**Task item:** In the solar cell abstract below, what open-circuit voltage was reached with a CdS deposition time of 24 minutes?

**Study text:**
▬▬▬▬▬▬▬▬▬▬
Optimizing the performance of cadmium sulfidecoated nanoporous titanium dioxide / poly (3-hexylthiophene) solar cells

Abstract

This work reports a study of the effects of Cadmium Sulfide (CdS) interlayer on the performance of the Nanoporous Titanium dioxide (TiO2)/Poly (3-hexylthiophene)(P3HT) solar cells. CdSnano layers with different thicknesses were successfully grown on TiO2 nanoparticles by chemical bath deposition (CBD) technique with different deposition times. UV– Vis–NIR spectroscopic and Atomic Force Microscopic measurements were taken for studying optical and structural properties of Titanium dioxide (TiO2)/Poly (3-hexylthiophene)(P3HT) nanocomposite film with varying CdS interlayer thicknesses while current-voltage (I–V) and external quantum efficiency (EQE) measurements were done for evaluating the corresponding devices. Overall efficiency is optimized when the CdS deposition time is 12 minutes which is consistent with AFM images as the images confirm the uniform distribution of chemical bath deposited CdS layer on porous TiO2 until deposition time is 12 minutes. Roughness of CdS film decreased when the deposition time of CdS is increased further. The short-circuit current density (JSC) and hence overall efficiency is declined when the CdS deposition time is more than 12 minutes. The increment of CdS deposition time showed a gradual decrement in the EQE spectra at 520 nm due to the lower polymer intake due to the CdS filled pores in TiO2 electrode as confirmed by the AFM images.The reduction in the JSC may also be attributed to lowering interfacial area. On the other hand, a steady and continuous increment in the open circuit voltage (VOC) were also observed with increased CdS deposition time and increased up to 0.81 V when the CdS layer deposition time was 24 minutes. This may attribute to the isolation of P3HT and TiO2 interfaces and the higher built-in voltage at CdS – P3HT interface when to compare with TiO2 – P3HT interface. An optimized CdS coated porous TiO2/P3HT solar cell shows the overall efficiency of over 2.4 % under the illumination of 70 mW/cm2 at A.M 1.5 conditions.
▬▬▬▬▬▬▬▬▬▬
**Entries supplied:**
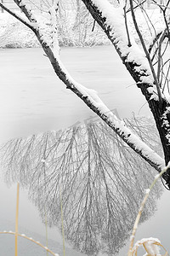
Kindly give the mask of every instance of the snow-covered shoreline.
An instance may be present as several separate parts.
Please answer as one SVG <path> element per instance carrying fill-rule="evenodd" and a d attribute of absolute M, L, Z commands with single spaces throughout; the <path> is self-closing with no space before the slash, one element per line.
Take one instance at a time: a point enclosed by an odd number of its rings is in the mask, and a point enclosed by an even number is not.
<path fill-rule="evenodd" d="M 147 13 L 151 17 L 153 24 L 159 30 L 159 28 L 162 26 L 162 20 L 163 19 L 162 15 L 159 12 L 159 9 L 148 9 Z M 20 13 L 20 15 L 23 15 Z M 46 18 L 43 15 L 41 15 L 41 18 L 42 17 L 45 21 Z M 146 41 L 148 38 L 151 38 L 150 31 L 147 27 L 144 17 L 141 12 L 138 13 L 137 20 L 139 20 L 139 27 L 143 32 Z M 157 20 L 159 20 L 159 22 Z M 132 33 L 134 36 L 136 42 L 139 43 L 139 39 L 136 34 L 135 29 L 133 27 L 131 19 L 129 20 L 129 24 L 132 27 Z M 71 40 L 69 38 L 65 38 L 65 35 L 63 36 L 59 34 L 60 44 L 60 46 L 94 46 L 110 44 L 110 43 L 106 38 L 106 36 L 104 34 L 104 32 L 101 32 L 99 27 L 96 27 L 95 29 L 96 31 L 94 32 L 92 32 L 91 28 L 89 29 L 89 34 L 88 34 L 86 42 L 84 42 L 84 44 L 77 41 L 77 35 L 76 34 Z M 72 32 L 72 34 L 73 32 Z M 71 37 L 71 35 L 68 35 L 68 37 Z M 21 24 L 21 22 L 6 12 L 0 14 L 0 48 L 9 49 L 40 47 L 40 44 L 34 33 L 28 27 Z"/>

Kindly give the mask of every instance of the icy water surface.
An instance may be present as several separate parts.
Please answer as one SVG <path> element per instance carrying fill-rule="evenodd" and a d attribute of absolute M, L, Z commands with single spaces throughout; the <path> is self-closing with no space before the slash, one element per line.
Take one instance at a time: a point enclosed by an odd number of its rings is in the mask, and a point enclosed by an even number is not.
<path fill-rule="evenodd" d="M 61 59 L 75 79 L 96 90 L 105 103 L 113 111 L 116 110 L 121 118 L 130 117 L 132 113 L 150 115 L 144 99 L 112 46 L 62 49 Z M 94 116 L 58 79 L 41 49 L 1 49 L 0 65 L 0 142 L 58 131 L 77 121 L 85 124 L 88 118 Z M 15 190 L 15 186 L 8 189 L 4 184 L 1 185 L 1 195 L 5 195 L 5 200 L 0 196 L 0 218 L 5 219 L 2 224 L 14 220 Z M 137 239 L 157 237 L 168 248 L 168 198 L 169 193 L 165 192 L 158 201 L 155 216 L 139 227 Z M 28 201 L 25 192 L 20 195 L 20 224 L 32 232 L 45 234 L 39 213 Z M 8 225 L 11 230 L 14 229 L 14 224 Z M 0 229 L 9 227 L 2 224 Z M 48 237 L 62 244 L 62 238 L 55 230 L 48 231 Z M 69 252 L 70 255 L 76 255 L 75 252 Z M 118 255 L 123 256 L 126 252 L 127 247 Z"/>
<path fill-rule="evenodd" d="M 112 46 L 65 48 L 61 59 L 75 79 L 96 90 L 120 117 L 149 113 Z M 58 130 L 93 112 L 56 77 L 41 49 L 1 49 L 1 139 Z"/>

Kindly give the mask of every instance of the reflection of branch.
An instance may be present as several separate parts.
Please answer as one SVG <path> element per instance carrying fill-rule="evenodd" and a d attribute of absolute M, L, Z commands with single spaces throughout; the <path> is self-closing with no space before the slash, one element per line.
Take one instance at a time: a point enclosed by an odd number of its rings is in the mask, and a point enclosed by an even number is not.
<path fill-rule="evenodd" d="M 150 120 L 126 123 L 160 150 Z M 30 187 L 43 221 L 46 206 L 49 225 L 60 226 L 60 187 L 65 236 L 76 248 L 94 254 L 103 248 L 113 253 L 124 244 L 154 173 L 105 123 L 10 141 L 2 155 L 6 179 Z M 158 184 L 142 220 L 153 212 L 160 189 Z"/>

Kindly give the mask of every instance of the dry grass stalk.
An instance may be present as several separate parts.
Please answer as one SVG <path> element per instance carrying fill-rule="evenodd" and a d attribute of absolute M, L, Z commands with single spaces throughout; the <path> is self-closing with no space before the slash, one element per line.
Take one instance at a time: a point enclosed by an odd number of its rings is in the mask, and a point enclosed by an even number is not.
<path fill-rule="evenodd" d="M 150 195 L 150 190 L 152 189 L 153 186 L 156 184 L 156 181 L 158 180 L 158 178 L 160 177 L 162 177 L 162 175 L 167 172 L 167 170 L 170 167 L 170 163 L 168 163 L 168 165 L 162 169 L 162 171 L 157 174 L 156 177 L 155 177 L 155 179 L 153 181 L 153 183 L 151 183 L 151 185 L 150 186 L 150 188 L 148 189 L 146 189 L 146 192 L 145 192 L 145 195 L 144 195 L 144 198 L 140 205 L 140 207 L 139 207 L 139 212 L 138 212 L 138 215 L 137 215 L 137 218 L 136 218 L 136 220 L 135 220 L 135 223 L 134 223 L 134 225 L 133 225 L 133 233 L 132 233 L 132 236 L 131 236 L 131 239 L 130 239 L 130 246 L 129 246 L 129 250 L 128 250 L 128 256 L 133 256 L 133 243 L 134 243 L 134 237 L 135 237 L 135 234 L 136 234 L 136 230 L 138 229 L 138 224 L 139 224 L 139 219 L 140 219 L 140 217 L 141 217 L 141 214 L 142 214 L 142 212 L 144 210 L 144 207 L 145 205 L 145 202 L 149 197 L 149 195 Z M 137 253 L 135 253 L 135 255 L 137 255 Z M 165 254 L 166 255 L 166 254 Z M 150 254 L 148 254 L 148 256 L 150 256 Z"/>
<path fill-rule="evenodd" d="M 62 225 L 62 236 L 63 236 L 63 256 L 65 256 L 65 230 L 64 230 L 64 221 L 63 221 L 63 204 L 61 189 L 60 188 L 60 209 L 61 209 L 61 225 Z"/>
<path fill-rule="evenodd" d="M 3 231 L 3 232 L 0 232 L 0 234 L 10 234 L 10 235 L 14 235 L 15 236 L 15 232 L 13 232 L 13 231 Z M 22 234 L 17 234 L 18 236 L 20 236 L 20 237 L 23 237 L 23 238 L 26 238 L 34 243 L 36 243 L 37 245 L 40 246 L 41 247 L 42 247 L 43 249 L 45 249 L 47 252 L 50 253 L 52 255 L 54 256 L 58 256 L 58 254 L 53 253 L 49 248 L 48 248 L 47 247 L 44 247 L 42 244 L 41 244 L 39 241 L 35 241 L 34 239 L 32 239 L 31 237 L 28 237 L 26 236 L 26 235 Z"/>
<path fill-rule="evenodd" d="M 147 253 L 147 254 L 144 254 L 144 255 L 152 256 L 152 254 L 150 254 L 150 251 L 149 249 L 149 247 L 150 247 L 153 249 L 153 252 L 156 252 L 156 250 L 158 250 L 156 247 L 161 247 L 165 251 L 165 254 L 163 256 L 169 255 L 168 253 L 167 253 L 167 251 L 166 250 L 166 248 L 156 238 L 146 238 L 146 239 L 142 239 L 140 241 L 138 241 L 137 243 L 135 244 L 135 246 L 133 248 L 132 255 L 137 255 L 138 249 L 141 246 L 144 247 L 144 250 Z M 154 254 L 154 255 L 156 256 L 157 254 Z M 159 254 L 159 255 L 161 255 L 161 254 Z"/>

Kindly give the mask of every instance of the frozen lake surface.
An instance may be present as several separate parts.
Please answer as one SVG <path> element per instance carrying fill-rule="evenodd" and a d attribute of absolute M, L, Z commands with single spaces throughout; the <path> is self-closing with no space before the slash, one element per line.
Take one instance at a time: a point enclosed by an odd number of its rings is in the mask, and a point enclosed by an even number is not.
<path fill-rule="evenodd" d="M 112 46 L 64 48 L 75 79 L 96 90 L 119 116 L 150 114 L 139 90 Z M 94 115 L 57 78 L 41 49 L 1 49 L 0 141 L 67 127 Z"/>
<path fill-rule="evenodd" d="M 61 59 L 75 79 L 94 89 L 105 103 L 116 109 L 121 118 L 150 115 L 139 90 L 122 66 L 112 46 L 65 48 Z M 27 137 L 49 130 L 66 128 L 77 121 L 84 122 L 94 113 L 83 102 L 65 89 L 56 77 L 41 49 L 1 49 L 0 142 Z M 14 220 L 15 186 L 10 189 L 2 184 L 1 219 Z M 143 224 L 137 239 L 157 237 L 166 248 L 169 246 L 169 192 L 165 191 L 158 202 L 155 216 Z M 29 214 L 28 214 L 29 212 Z M 20 224 L 33 232 L 45 234 L 38 212 L 20 195 Z M 2 227 L 3 228 L 3 227 Z M 14 230 L 11 227 L 11 230 Z M 60 239 L 54 230 L 49 238 Z M 127 247 L 119 255 L 124 256 Z M 57 253 L 57 252 L 56 252 Z"/>

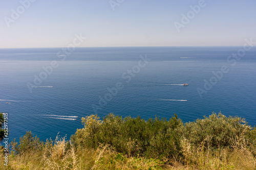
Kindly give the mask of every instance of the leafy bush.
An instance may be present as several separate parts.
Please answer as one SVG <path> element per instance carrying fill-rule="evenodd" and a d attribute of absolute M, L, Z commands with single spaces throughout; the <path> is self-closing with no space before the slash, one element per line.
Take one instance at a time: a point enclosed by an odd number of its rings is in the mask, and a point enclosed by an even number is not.
<path fill-rule="evenodd" d="M 122 119 L 110 113 L 103 121 L 95 115 L 82 118 L 84 128 L 78 129 L 71 137 L 79 148 L 96 148 L 100 144 L 108 144 L 129 157 L 137 154 L 148 157 L 178 156 L 180 154 L 180 136 L 176 129 L 182 125 L 177 116 L 167 121 L 159 117 L 147 121 L 138 116 Z"/>
<path fill-rule="evenodd" d="M 44 142 L 40 141 L 36 136 L 33 136 L 31 131 L 27 132 L 23 137 L 19 138 L 19 144 L 16 139 L 11 142 L 13 150 L 17 154 L 23 154 L 26 152 L 41 150 L 44 147 Z"/>
<path fill-rule="evenodd" d="M 213 112 L 208 117 L 204 117 L 186 123 L 181 131 L 193 145 L 198 147 L 205 141 L 205 144 L 213 149 L 232 147 L 234 140 L 249 135 L 251 129 L 244 118 L 227 117 L 221 112 L 218 114 Z"/>

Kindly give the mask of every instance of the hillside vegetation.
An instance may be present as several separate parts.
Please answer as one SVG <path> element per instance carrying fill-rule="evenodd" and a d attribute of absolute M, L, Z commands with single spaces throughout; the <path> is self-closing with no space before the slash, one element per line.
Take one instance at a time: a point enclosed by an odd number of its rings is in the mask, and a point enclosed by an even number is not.
<path fill-rule="evenodd" d="M 238 117 L 212 113 L 183 124 L 175 115 L 81 118 L 70 140 L 46 142 L 27 133 L 11 144 L 1 169 L 255 169 L 256 128 Z"/>

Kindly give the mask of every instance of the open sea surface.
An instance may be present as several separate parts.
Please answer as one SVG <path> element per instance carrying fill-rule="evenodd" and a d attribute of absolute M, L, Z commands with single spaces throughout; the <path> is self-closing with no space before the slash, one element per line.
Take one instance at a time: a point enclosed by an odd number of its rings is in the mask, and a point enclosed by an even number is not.
<path fill-rule="evenodd" d="M 69 139 L 82 117 L 111 112 L 144 119 L 176 113 L 185 123 L 221 111 L 253 126 L 256 48 L 229 57 L 241 48 L 0 49 L 0 111 L 8 113 L 10 140 L 27 131 L 42 140 L 59 132 Z"/>

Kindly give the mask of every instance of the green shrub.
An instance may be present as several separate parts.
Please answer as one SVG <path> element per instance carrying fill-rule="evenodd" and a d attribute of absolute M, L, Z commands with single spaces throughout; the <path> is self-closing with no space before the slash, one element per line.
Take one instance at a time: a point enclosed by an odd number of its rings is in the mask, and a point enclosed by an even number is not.
<path fill-rule="evenodd" d="M 23 137 L 19 138 L 19 144 L 14 139 L 11 143 L 13 151 L 17 154 L 23 154 L 26 152 L 31 151 L 38 151 L 44 147 L 44 142 L 40 141 L 36 136 L 33 136 L 31 131 L 27 132 Z"/>
<path fill-rule="evenodd" d="M 208 117 L 204 117 L 186 123 L 181 130 L 193 145 L 198 147 L 205 141 L 205 144 L 213 149 L 232 147 L 234 141 L 248 135 L 251 129 L 244 118 L 227 117 L 221 112 L 219 114 L 213 112 Z"/>
<path fill-rule="evenodd" d="M 176 129 L 182 126 L 177 115 L 169 120 L 156 117 L 147 121 L 140 116 L 122 119 L 110 113 L 103 121 L 97 115 L 82 118 L 84 128 L 71 137 L 75 147 L 96 148 L 100 144 L 113 147 L 116 152 L 130 156 L 156 158 L 177 156 L 180 153 L 180 135 Z"/>

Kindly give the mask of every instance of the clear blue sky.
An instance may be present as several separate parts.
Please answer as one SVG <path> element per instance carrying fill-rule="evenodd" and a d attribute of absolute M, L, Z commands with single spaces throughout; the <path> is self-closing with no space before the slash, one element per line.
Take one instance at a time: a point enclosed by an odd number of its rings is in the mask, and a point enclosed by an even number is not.
<path fill-rule="evenodd" d="M 23 1 L 28 0 L 22 0 Z M 117 0 L 113 0 L 116 2 Z M 65 47 L 75 34 L 80 46 L 242 45 L 256 41 L 256 1 L 205 0 L 178 33 L 174 24 L 194 0 L 37 0 L 8 27 L 20 1 L 0 1 L 0 48 Z M 119 0 L 119 1 L 121 1 Z"/>

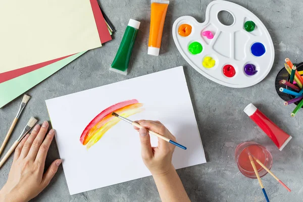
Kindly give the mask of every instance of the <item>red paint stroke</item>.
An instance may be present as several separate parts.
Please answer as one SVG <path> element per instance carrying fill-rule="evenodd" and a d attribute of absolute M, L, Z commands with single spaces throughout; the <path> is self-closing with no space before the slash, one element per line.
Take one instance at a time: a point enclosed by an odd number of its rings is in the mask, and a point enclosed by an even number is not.
<path fill-rule="evenodd" d="M 116 105 L 112 105 L 103 110 L 88 124 L 87 126 L 86 126 L 81 135 L 81 137 L 80 137 L 80 141 L 81 143 L 82 144 L 83 143 L 83 142 L 88 135 L 89 131 L 95 126 L 95 124 L 100 122 L 104 117 L 121 108 L 138 103 L 139 102 L 135 99 L 131 99 L 130 100 L 126 100 L 117 103 Z"/>
<path fill-rule="evenodd" d="M 97 0 L 90 0 L 90 1 L 101 43 L 105 43 L 112 40 L 112 37 L 108 29 L 105 20 L 102 15 L 101 9 L 99 7 Z M 0 73 L 0 83 L 50 65 L 73 55 Z"/>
▬▬▬▬▬▬▬▬▬▬
**Exercise result:** 0.81 V